### Quoted passage
Analysis and Main Arguments
The first article which should be examined is article 13, which “emphasizes that the rationale for the establishment of our Group 50 years ago remains actual and valid, and indeed more valid, than at that time.” This article is particularly relevant as it stresses that the rationale for creating the group – the betterment of the lives of their citizens – still applies. In other words, the ideas behind the articles found in the declaration are even more important today than they were in 1964 and should be treated as such. This makes any violation of the articles even more severe than it would have been in 1964.
Article 9 succinctly states that “we believe in the peaceful settlement of conflicts through dialogue.” However, the Palestinians have a long history of making unilateral moves in pursuit of statehood, like applying for recognition in the ICC and UN Agencies. This is in direct violation of the Oslo Accords, which stipulate that neither side should initiate measures that would change the status of the Palestinian territories pending the outcome of permanent status negotiations. Additionally, Palestinian commitment to peace through dialogue is further called into question over the Palestinian Authority’s policy of paying monthly stipends to terrorists and their families, known colloquially as “pay-to-slay,” which is openly included in the PA budget and incentivizes nationalistically motivated terror against Israelis to coerce them into surrendering to Palestinian demands without a final status agreement.
Article 15 states that: “We emphasize that our major priorities are promoting sustained, inclusive, and equitable economic growth.” However, as previously shown in the analysis for article 9, the Palestinian Authority incentivizes terror by paying monthly stipends to Palestinian prisoners, martyrs, and their families. These stipends amounted to $355 million, or 7 percent of the total PA budget for 2018. In 2017, the monthly salaries of Palestinian prisoners far exceeded the allowances given to the needy by the Palestinian Authority’s Ministry of Social Development Welfare. Welfare recipients received a minimum of NIS 250 monthly, 18 percent of the NIS 1,400 minimum that prisoners received; and a maximum of NIS 600 monthly, 5 percent of the NIS 12,000 that prisoners received. The family of a martyr received a minimum of NIS 1,400 monthly, which is 5.6 times more than the minimum welfare allowance of NIS 250 and more than double the maximum of NIS 600. These payments are given to all prisoners, even those who engaged in terrorism, and to the families of martyrs, even if they were killed while engaging in terrorism. Sustained, inclusive, and equitable economic growth is not plausible while the Palestinian Authority continues to spend inordinate sums of money incentivizing terror, as opposed to incentivizing peace efforts. In fact, Chairman Mahmoud Abbas himself stated that he would continue these payments even if the Palestinian Authority “had only one penny left.”

Dataset entries:
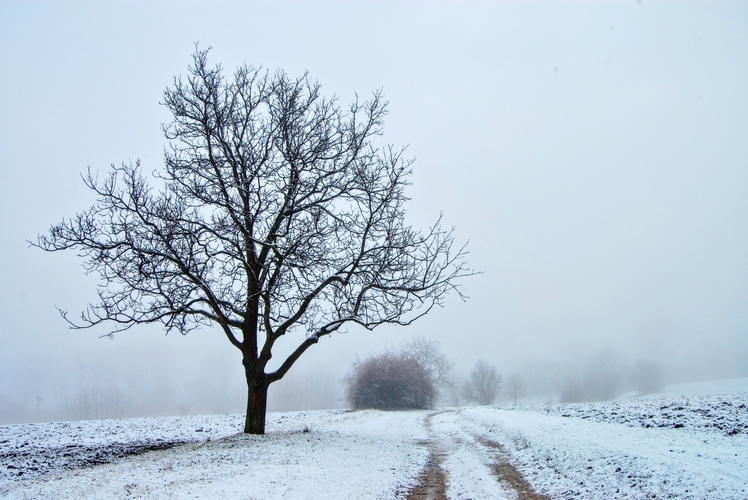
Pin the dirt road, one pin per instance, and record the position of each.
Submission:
(463, 463)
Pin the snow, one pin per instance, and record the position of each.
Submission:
(689, 441)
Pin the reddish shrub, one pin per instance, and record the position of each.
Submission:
(390, 381)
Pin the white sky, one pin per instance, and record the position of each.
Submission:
(595, 154)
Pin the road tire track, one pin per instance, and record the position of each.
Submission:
(435, 476)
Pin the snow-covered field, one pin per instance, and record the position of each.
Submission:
(690, 441)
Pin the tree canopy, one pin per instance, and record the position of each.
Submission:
(277, 213)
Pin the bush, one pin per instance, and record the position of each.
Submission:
(390, 381)
(484, 384)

### Questions on the material
1. How would you summarize the analysis in three sentences?
2. Reproduce the analysis word for word from "Analysis and Main" to "been in 1964.".
These items come from a separate source.

### Answers per task
1. The analysis holds that the declaration's founding rationale is even more valid now than in 1964, which makes any violation of its articles more severe. It argues that Palestinian unilateral moves toward statehood and the Palestinian Authority's "pay-to-slay" stipends contradict article 9's belief in peaceful settlement through dialogue. It also contends that article 15's goal of sustained, inclusive, and equitable economic growth is not plausible while the Palestinian Authority spends large sums on these payments, which amounted to $355 million, or 7 percent of its 2018 budget.

2.
Analysis and Main Arguments
The first article which should be examined is article 13, which “emphasizes that the rationale for the establishment of our Group 50 years ago remains actual and valid, and indeed more valid, than at that time.” This article is particularly relevant as it stresses that the rationale for creating the group – the betterment of the lives of their citizens – still applies. In other words, the ideas behind the articles found in the declaration are even more important today than they were in 1964 and should be treated as such. This makes any violation of the articles even more severe than it would have been in 1964.